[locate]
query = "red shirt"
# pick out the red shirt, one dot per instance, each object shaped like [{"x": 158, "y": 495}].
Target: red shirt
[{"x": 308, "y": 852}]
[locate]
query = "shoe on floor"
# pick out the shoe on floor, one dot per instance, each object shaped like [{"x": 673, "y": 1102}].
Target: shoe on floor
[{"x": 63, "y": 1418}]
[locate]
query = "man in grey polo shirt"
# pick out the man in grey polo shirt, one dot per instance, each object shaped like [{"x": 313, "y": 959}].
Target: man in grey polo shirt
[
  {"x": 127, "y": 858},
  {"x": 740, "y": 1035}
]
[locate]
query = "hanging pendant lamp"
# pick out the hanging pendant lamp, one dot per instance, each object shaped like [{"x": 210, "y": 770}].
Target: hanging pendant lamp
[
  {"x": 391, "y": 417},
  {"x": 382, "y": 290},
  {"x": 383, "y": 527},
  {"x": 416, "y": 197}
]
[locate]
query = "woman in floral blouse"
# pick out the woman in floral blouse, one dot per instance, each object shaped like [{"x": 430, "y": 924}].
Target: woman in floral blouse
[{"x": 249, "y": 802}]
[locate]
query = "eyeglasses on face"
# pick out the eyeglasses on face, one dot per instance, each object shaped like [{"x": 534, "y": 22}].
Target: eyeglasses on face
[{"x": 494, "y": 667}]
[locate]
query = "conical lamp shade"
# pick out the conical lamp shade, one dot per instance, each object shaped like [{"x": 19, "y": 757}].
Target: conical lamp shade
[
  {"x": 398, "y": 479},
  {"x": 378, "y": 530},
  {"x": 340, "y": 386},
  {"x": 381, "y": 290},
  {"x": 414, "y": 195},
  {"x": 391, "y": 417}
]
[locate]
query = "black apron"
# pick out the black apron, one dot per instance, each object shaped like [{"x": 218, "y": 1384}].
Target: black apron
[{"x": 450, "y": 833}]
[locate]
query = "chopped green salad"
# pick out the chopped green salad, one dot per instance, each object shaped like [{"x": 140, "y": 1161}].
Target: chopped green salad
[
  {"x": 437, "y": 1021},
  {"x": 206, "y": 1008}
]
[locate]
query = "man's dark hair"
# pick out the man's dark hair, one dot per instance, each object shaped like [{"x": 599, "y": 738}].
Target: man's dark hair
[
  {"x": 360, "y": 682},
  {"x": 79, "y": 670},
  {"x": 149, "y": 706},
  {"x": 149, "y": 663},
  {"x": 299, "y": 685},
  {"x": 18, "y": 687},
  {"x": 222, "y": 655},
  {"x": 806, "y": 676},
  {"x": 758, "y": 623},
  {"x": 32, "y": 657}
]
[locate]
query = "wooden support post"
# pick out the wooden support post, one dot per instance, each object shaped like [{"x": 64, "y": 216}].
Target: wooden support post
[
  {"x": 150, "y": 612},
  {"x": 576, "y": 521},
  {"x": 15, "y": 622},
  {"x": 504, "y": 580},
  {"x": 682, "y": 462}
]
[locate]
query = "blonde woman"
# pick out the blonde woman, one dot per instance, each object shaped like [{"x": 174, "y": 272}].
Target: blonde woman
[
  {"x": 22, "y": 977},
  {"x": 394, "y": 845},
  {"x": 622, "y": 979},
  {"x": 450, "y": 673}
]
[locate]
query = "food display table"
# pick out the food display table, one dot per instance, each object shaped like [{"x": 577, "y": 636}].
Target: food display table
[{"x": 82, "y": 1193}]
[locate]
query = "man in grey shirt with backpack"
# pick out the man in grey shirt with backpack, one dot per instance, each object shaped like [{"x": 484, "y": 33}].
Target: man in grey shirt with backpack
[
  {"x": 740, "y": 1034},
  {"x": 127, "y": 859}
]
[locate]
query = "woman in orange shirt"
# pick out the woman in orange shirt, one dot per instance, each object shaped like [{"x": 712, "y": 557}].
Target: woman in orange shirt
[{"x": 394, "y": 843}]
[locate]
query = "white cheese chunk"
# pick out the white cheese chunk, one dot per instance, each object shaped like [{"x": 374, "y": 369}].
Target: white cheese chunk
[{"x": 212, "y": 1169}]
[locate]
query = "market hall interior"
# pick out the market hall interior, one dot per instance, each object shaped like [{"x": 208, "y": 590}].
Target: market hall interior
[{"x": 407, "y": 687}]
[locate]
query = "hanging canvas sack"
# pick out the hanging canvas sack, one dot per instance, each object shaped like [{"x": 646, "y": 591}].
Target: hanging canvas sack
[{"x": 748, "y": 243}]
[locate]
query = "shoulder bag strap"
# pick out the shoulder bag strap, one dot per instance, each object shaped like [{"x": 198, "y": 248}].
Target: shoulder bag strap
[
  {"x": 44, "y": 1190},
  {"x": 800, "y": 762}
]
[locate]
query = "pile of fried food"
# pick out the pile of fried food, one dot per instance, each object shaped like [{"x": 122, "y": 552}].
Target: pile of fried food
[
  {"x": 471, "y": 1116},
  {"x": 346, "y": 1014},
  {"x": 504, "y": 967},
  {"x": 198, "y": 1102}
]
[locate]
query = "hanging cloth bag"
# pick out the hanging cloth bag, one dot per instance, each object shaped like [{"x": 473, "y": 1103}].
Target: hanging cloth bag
--------------------------------
## Exercise
Transcribe the data in full, keeping every detail.

## Expected answer
[locate]
query = "red shirt"
# pick out the red shirt, one dot per instance, each object shaped like [{"x": 158, "y": 495}].
Target: red shirt
[{"x": 308, "y": 852}]
[locate]
query = "shoe on floor"
# pick out the shoe on floor, one dot per instance, each object shaped like [{"x": 673, "y": 1102}].
Target: shoe on floor
[{"x": 63, "y": 1418}]
[locate]
query = "man in grey polo shirt"
# pick out the man in grey polo shirt, one dot per instance, each object shaped like [{"x": 313, "y": 959}].
Target: man in grey polo shirt
[
  {"x": 127, "y": 858},
  {"x": 740, "y": 1035}
]
[locate]
query = "hanging pendant lamp"
# pick out the hanging pendant lamp, one dot per instance, each object shaped like [{"x": 210, "y": 770}].
Target: hanging pendant lamp
[
  {"x": 391, "y": 417},
  {"x": 382, "y": 290},
  {"x": 383, "y": 527},
  {"x": 416, "y": 197}
]
[locate]
query = "woman in floral blouse"
# pick out the woman in floral blouse, one dot per instance, each object shaped like [{"x": 430, "y": 924}].
Target: woman in floral blouse
[{"x": 249, "y": 802}]
[locate]
query = "eyeglasses on face"
# pick out the eyeglasses on face, one dot per instance, each object shaped like [{"x": 534, "y": 22}].
Target: eyeglasses on face
[{"x": 494, "y": 667}]
[locate]
query = "conical lamp shade"
# pick out the conical lamp shade, one dot per instance, each object shaped like [{"x": 19, "y": 757}].
Target: conical lamp shade
[
  {"x": 398, "y": 479},
  {"x": 378, "y": 530},
  {"x": 340, "y": 386},
  {"x": 381, "y": 290},
  {"x": 414, "y": 195},
  {"x": 391, "y": 417}
]
[locate]
query = "black apron"
# pick out the black apron, one dot per instance, each object shaped like [{"x": 218, "y": 1384}].
Target: black apron
[{"x": 450, "y": 833}]
[locate]
query = "chopped green salad"
# pick out the chopped green salad, one dot per instance, each object shaped like [{"x": 140, "y": 1161}].
Target: chopped green salad
[
  {"x": 437, "y": 1021},
  {"x": 206, "y": 1008}
]
[locate]
query = "man's dark hair"
# pick out the man's dark hair, one dot per instance, each object shaped like [{"x": 599, "y": 738}].
Target: man's dark hair
[
  {"x": 360, "y": 682},
  {"x": 79, "y": 670},
  {"x": 149, "y": 706},
  {"x": 149, "y": 663},
  {"x": 299, "y": 685},
  {"x": 18, "y": 687},
  {"x": 222, "y": 655},
  {"x": 806, "y": 676},
  {"x": 758, "y": 623},
  {"x": 32, "y": 657}
]
[locate]
query = "wooden support post"
# pick out the wooden support post, one dot per instance, each object shaped like [{"x": 64, "y": 216}].
Target: wooden support post
[
  {"x": 150, "y": 612},
  {"x": 576, "y": 521},
  {"x": 15, "y": 622},
  {"x": 504, "y": 580},
  {"x": 682, "y": 462}
]
[locate]
query = "blonde woman"
# pick out the blonde woman, one dot per instance, each object shaped like [{"x": 174, "y": 272}].
Target: blonde woman
[
  {"x": 22, "y": 977},
  {"x": 394, "y": 845},
  {"x": 622, "y": 979},
  {"x": 450, "y": 673}
]
[locate]
query = "food display table"
# pick out the food display table, one dot per instance, each object shaped like [{"x": 577, "y": 636}].
Target: food display table
[{"x": 82, "y": 1193}]
[locate]
query = "man in grey shirt with backpack"
# pick out the man in grey shirt with backpack, one dot per instance, each object shaped like [{"x": 484, "y": 33}].
Target: man in grey shirt with backpack
[
  {"x": 740, "y": 1034},
  {"x": 127, "y": 859}
]
[locate]
query = "woman in orange shirt"
# pick out the woman in orange shirt, one dot per instance, each object shaped like [{"x": 712, "y": 557}].
Target: woman in orange shirt
[{"x": 394, "y": 843}]
[locate]
query = "white cheese chunk"
# pick out the white cheese chunk, one dot per instance, each object shaped like [{"x": 374, "y": 369}].
Target: white cheese chunk
[{"x": 212, "y": 1169}]
[locate]
query = "market hall interior"
# pick out the market hall interior, one dot per instance, each object shaped like [{"x": 208, "y": 590}].
Target: market hall interior
[{"x": 407, "y": 687}]
[locate]
query = "hanging canvas sack"
# pick out the hanging canvas sack, one dot per instance, each object shaped like [{"x": 646, "y": 591}].
Target: hanging canvas sack
[{"x": 748, "y": 243}]
[locate]
query = "shoulder bag strap"
# pick out the shoulder bag strap, one dot per instance, each object shaped like [{"x": 198, "y": 248}].
Target: shoulder bag strap
[
  {"x": 44, "y": 1190},
  {"x": 800, "y": 762}
]
[locate]
query = "pile of fried food"
# pick out the pile of fried food, one dot per instance, each object shaped like [{"x": 122, "y": 552}].
Target: pile of fried food
[
  {"x": 471, "y": 1116},
  {"x": 346, "y": 1014},
  {"x": 504, "y": 967},
  {"x": 198, "y": 1102}
]
[locate]
query = "hanging cloth bag"
# pick out the hanging cloth bag, one dot per instance, each object shaped like [{"x": 473, "y": 1103}].
Target: hanging cloth bag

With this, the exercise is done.